===== Supplied material =====

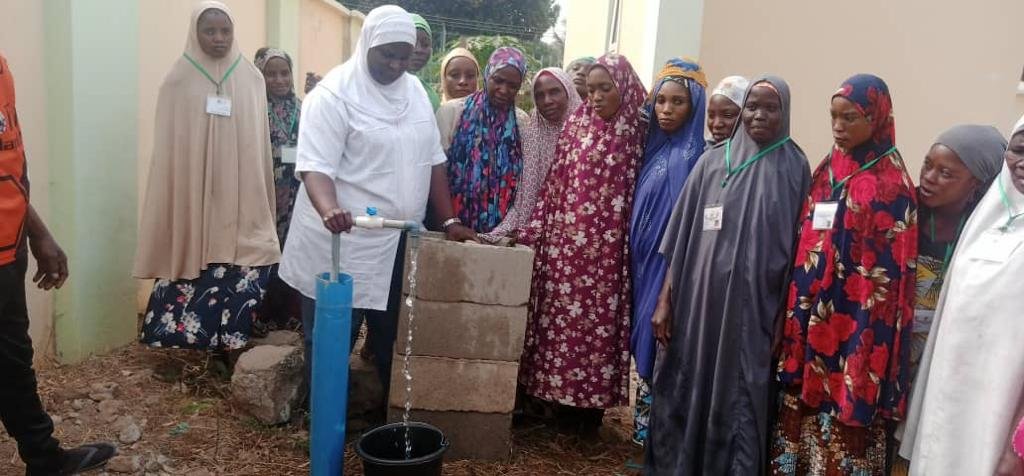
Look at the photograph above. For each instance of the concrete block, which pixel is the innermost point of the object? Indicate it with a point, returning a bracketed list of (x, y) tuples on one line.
[(460, 330), (453, 271), (445, 384), (472, 435)]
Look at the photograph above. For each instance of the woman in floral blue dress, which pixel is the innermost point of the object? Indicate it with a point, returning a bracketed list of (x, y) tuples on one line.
[(207, 232)]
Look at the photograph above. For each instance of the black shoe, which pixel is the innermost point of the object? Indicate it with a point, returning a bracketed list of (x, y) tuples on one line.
[(86, 457)]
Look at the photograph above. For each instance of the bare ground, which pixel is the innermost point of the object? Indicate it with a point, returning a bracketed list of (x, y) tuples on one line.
[(178, 399)]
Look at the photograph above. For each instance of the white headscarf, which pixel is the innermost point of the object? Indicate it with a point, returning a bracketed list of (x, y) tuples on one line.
[(978, 308), (733, 88), (352, 82)]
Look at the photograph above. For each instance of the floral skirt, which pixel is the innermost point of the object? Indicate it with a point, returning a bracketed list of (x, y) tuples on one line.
[(641, 414), (806, 441), (213, 311)]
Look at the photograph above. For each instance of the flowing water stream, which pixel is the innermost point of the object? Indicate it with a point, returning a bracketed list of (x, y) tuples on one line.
[(414, 252)]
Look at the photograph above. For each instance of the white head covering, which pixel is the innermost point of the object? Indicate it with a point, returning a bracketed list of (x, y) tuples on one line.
[(352, 82), (978, 308), (733, 88)]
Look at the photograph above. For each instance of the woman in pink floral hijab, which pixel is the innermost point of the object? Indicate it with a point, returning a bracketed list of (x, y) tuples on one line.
[(577, 351)]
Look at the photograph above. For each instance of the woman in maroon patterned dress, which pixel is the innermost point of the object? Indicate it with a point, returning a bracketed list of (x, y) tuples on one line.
[(577, 351)]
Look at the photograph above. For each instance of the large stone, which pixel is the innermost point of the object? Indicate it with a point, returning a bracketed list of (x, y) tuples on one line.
[(279, 338), (468, 271), (444, 384), (471, 435), (124, 464), (366, 393), (462, 330), (267, 382)]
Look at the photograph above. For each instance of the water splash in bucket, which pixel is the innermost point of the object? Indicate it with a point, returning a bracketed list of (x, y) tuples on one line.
[(414, 252)]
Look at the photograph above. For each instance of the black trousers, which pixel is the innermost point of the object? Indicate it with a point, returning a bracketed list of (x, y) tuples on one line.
[(20, 409)]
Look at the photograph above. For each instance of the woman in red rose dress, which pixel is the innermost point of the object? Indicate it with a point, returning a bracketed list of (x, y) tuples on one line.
[(845, 346)]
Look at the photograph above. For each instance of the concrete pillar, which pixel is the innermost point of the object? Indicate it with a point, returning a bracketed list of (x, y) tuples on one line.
[(92, 80)]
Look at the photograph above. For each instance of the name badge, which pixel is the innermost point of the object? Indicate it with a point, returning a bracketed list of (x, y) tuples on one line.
[(824, 215), (996, 246), (218, 105), (713, 218), (288, 155)]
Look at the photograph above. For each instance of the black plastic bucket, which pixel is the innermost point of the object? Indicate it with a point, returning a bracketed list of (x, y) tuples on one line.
[(383, 450)]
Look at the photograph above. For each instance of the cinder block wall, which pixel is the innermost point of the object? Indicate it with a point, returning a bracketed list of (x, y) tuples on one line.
[(470, 321)]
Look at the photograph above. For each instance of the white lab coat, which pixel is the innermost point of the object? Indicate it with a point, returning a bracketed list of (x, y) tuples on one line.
[(374, 163)]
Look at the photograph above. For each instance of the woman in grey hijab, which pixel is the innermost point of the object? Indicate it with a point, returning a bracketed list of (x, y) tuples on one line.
[(730, 243), (958, 169)]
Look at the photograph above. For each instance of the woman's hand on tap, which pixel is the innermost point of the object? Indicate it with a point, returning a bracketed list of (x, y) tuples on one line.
[(338, 220)]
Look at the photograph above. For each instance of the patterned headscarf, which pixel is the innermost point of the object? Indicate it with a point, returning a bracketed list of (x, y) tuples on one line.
[(732, 88), (421, 24), (485, 157), (506, 56), (270, 53), (282, 112), (539, 139), (687, 74), (870, 94)]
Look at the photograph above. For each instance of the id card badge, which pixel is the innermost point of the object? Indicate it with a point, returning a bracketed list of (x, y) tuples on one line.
[(288, 155), (824, 215), (996, 246), (713, 218), (218, 105)]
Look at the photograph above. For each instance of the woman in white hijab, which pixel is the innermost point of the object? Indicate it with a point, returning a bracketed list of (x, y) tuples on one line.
[(723, 107), (207, 232), (968, 395), (368, 141)]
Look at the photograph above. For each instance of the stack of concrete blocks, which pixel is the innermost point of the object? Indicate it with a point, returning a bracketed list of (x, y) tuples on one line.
[(469, 326)]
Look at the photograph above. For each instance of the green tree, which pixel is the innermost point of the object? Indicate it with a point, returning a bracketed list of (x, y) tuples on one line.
[(527, 19)]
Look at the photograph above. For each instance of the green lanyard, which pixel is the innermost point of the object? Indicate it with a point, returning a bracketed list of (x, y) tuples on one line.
[(291, 126), (207, 74), (730, 172), (949, 246), (1010, 208), (832, 176)]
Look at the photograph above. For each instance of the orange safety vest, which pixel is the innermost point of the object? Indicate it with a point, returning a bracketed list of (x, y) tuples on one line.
[(13, 176)]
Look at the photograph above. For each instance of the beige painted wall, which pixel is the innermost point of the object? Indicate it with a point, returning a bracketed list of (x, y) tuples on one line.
[(586, 30), (324, 38), (945, 62), (22, 43), (164, 28)]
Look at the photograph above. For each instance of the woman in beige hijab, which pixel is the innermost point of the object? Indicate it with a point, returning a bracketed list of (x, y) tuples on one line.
[(207, 232)]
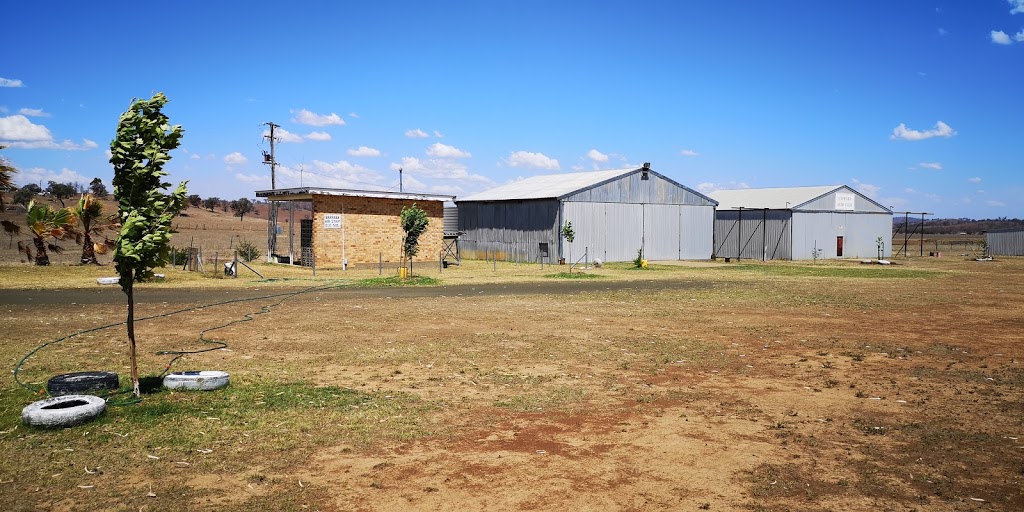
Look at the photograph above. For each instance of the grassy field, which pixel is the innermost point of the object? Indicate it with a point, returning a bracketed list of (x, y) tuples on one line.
[(690, 386)]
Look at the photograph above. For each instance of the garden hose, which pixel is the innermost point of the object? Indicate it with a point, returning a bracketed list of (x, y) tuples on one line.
[(177, 353)]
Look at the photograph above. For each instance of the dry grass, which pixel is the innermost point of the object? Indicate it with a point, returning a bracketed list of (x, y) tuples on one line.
[(780, 386)]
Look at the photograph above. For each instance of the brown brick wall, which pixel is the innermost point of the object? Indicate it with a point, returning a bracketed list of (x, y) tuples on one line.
[(372, 226)]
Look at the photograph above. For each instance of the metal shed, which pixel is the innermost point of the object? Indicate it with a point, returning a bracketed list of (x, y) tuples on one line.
[(614, 213), (1006, 242), (793, 222)]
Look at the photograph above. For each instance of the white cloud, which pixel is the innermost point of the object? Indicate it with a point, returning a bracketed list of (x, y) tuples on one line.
[(41, 175), (18, 127), (941, 130), (708, 186), (532, 160), (317, 135), (284, 135), (439, 169), (440, 151), (999, 37), (17, 131), (236, 159), (597, 156), (34, 113), (365, 152), (304, 117), (253, 178)]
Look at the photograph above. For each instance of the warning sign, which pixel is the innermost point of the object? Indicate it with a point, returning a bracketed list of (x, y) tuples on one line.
[(332, 221)]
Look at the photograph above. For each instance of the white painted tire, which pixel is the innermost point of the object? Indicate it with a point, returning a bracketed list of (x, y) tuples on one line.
[(198, 381), (66, 411)]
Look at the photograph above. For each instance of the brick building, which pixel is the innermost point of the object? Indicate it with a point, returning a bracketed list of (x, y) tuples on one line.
[(357, 226)]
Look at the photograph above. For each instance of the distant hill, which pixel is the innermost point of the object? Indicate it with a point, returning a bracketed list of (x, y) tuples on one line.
[(956, 226)]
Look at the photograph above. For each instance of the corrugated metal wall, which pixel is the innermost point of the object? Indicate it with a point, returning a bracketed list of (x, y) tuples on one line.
[(763, 235), (633, 189), (827, 203), (614, 231), (1006, 243), (859, 231), (611, 221), (509, 230)]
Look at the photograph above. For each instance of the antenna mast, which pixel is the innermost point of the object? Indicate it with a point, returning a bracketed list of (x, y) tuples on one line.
[(268, 159)]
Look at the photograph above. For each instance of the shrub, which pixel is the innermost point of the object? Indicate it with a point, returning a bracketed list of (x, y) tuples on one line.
[(247, 251)]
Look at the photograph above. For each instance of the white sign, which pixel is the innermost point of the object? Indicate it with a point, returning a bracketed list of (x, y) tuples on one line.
[(332, 221), (844, 202)]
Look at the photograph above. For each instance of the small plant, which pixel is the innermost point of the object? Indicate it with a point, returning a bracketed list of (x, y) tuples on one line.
[(569, 235), (639, 262), (247, 251)]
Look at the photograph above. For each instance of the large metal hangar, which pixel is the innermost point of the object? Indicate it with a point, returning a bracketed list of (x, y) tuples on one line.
[(613, 213), (793, 223), (1006, 242)]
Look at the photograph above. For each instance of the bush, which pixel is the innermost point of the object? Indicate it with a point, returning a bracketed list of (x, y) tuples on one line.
[(247, 251)]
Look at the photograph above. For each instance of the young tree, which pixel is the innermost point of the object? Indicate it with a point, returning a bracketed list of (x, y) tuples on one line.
[(12, 230), (6, 177), (569, 235), (60, 190), (97, 188), (242, 207), (414, 222), (25, 195), (89, 212), (46, 222), (211, 203), (144, 139)]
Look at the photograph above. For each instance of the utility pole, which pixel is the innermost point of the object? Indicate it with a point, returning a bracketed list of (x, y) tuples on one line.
[(271, 218), (268, 159)]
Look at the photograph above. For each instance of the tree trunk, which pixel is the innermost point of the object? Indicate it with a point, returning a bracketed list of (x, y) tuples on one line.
[(42, 259), (88, 252), (131, 332)]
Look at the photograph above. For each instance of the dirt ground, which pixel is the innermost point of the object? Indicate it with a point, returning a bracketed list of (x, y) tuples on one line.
[(762, 387)]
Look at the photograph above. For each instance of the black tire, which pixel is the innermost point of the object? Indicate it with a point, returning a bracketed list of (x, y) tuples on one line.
[(82, 383), (66, 411)]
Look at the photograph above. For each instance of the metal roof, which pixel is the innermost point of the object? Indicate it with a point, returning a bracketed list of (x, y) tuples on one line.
[(548, 185), (772, 199), (306, 194)]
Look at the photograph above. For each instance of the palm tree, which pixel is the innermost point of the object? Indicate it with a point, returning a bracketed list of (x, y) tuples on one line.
[(45, 221), (6, 177), (88, 212)]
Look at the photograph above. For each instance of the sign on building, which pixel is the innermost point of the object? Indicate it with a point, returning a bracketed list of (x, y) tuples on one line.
[(332, 221), (844, 202)]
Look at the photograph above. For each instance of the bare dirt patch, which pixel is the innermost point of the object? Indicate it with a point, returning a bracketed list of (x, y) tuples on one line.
[(771, 387)]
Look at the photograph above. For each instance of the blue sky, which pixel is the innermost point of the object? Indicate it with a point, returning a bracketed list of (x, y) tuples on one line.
[(915, 103)]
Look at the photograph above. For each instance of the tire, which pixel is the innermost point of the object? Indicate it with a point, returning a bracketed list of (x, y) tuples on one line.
[(197, 381), (66, 411), (81, 383)]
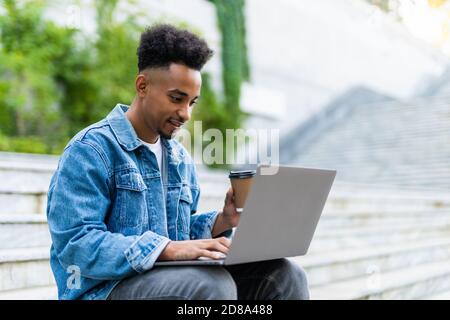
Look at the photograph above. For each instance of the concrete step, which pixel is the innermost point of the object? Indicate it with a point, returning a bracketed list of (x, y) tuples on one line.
[(347, 219), (34, 293), (439, 296), (337, 265), (327, 240), (24, 231), (410, 283), (25, 268)]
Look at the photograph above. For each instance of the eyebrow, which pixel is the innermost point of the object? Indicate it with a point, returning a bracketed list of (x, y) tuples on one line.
[(182, 93)]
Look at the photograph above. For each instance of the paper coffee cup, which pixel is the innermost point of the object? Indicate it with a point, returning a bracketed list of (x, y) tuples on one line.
[(241, 182)]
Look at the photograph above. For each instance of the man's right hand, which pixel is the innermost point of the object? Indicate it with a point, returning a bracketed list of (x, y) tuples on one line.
[(194, 249)]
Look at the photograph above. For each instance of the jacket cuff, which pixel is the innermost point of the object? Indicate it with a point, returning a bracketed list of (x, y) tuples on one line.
[(142, 254)]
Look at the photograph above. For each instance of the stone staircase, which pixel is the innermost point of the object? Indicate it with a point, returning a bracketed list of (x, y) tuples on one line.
[(371, 242), (381, 142)]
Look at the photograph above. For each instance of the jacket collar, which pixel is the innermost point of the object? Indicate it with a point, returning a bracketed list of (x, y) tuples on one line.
[(127, 137)]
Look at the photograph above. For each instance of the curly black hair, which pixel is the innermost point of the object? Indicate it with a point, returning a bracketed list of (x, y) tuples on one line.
[(163, 44)]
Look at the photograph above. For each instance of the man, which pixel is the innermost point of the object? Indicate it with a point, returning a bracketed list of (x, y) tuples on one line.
[(124, 195)]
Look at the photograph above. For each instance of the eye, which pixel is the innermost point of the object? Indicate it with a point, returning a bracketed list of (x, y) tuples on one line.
[(176, 99)]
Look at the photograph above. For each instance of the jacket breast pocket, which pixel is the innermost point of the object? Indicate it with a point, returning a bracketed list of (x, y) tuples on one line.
[(131, 202), (184, 210)]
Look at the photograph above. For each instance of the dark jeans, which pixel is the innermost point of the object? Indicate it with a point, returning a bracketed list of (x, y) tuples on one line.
[(266, 280)]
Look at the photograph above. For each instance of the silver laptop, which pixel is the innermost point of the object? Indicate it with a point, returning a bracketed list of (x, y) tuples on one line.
[(279, 218)]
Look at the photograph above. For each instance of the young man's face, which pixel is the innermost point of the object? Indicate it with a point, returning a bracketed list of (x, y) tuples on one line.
[(168, 96)]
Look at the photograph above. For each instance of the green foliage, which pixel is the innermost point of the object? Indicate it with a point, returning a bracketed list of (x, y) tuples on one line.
[(231, 20), (54, 80)]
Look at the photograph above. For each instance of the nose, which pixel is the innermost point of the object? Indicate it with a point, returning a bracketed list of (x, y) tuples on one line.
[(185, 112)]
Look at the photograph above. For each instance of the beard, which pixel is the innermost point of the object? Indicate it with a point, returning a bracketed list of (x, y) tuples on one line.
[(165, 135)]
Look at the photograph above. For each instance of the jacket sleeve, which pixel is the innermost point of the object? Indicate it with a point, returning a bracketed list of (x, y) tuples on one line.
[(78, 202)]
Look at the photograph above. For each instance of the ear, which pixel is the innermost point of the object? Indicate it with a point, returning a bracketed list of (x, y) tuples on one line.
[(141, 85)]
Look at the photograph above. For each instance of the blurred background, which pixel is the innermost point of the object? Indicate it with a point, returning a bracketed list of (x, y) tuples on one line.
[(355, 85)]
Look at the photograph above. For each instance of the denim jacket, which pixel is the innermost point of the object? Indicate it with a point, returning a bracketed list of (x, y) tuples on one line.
[(107, 211)]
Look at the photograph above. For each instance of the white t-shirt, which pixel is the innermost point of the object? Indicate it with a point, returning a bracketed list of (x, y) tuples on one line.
[(156, 148)]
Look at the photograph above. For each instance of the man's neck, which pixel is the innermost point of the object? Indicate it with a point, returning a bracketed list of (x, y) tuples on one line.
[(139, 125)]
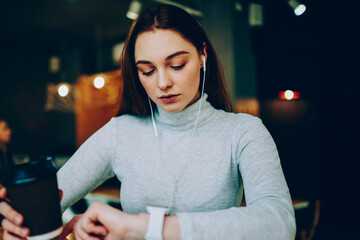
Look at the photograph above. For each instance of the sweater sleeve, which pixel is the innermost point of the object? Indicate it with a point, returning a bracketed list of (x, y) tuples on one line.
[(88, 167), (268, 213)]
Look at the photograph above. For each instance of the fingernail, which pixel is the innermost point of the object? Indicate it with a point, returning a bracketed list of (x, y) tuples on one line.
[(17, 220), (23, 231)]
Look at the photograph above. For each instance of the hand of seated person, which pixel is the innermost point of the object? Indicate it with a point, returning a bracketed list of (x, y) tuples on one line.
[(101, 221)]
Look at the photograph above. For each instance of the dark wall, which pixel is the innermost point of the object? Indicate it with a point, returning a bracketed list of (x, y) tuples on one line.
[(319, 150)]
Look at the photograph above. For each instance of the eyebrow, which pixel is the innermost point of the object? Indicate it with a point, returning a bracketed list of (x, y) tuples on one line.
[(167, 58)]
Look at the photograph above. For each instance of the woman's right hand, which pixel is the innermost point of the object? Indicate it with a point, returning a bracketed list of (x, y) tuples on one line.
[(12, 220)]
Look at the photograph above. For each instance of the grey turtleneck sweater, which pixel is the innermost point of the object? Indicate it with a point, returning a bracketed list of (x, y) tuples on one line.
[(201, 176)]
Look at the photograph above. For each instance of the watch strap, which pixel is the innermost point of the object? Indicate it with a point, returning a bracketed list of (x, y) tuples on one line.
[(156, 222)]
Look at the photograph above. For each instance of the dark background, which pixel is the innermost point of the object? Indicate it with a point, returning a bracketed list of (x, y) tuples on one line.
[(315, 54)]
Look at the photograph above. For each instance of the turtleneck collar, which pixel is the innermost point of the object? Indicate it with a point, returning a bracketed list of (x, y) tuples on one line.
[(186, 118)]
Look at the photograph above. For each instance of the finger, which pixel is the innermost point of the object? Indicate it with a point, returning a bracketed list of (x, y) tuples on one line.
[(69, 227), (2, 192), (12, 228), (9, 213), (79, 234), (92, 229), (9, 236)]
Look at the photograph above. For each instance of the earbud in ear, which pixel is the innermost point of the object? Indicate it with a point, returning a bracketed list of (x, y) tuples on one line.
[(204, 61)]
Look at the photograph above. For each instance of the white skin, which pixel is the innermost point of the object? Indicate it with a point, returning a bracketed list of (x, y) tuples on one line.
[(169, 69)]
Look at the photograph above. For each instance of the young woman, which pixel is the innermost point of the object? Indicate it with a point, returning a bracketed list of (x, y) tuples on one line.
[(177, 149)]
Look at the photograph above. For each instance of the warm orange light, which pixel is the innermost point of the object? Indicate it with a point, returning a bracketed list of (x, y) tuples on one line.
[(289, 95)]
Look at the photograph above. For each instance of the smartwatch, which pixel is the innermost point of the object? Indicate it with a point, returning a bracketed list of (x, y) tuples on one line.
[(156, 222)]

=====

Written exercise: Express every line from the one containing "Look at the photograph above. For each instance of the brick" down to the one containing "[(956, 226)]" as a Markdown table with the columns No. and Text, numbering each line and leaving out blank lines.

Solution for this problem:
| No. | Text |
|---|---|
| 1 | Look at the photograph above. For each instance of the brick building, which pixel is the innermost point of the object? Indicate it with a point, returning a bracketed list of (x, y) tuples on one line. |
| 2 | [(357, 226)] |
| 3 | Look at the photograph above. For each instance of the distant hill, which pixel is the innermost point of the object? Indicate it with a point, returning a bracketed list of (x, y) tuples on one line. |
| 4 | [(956, 226)] |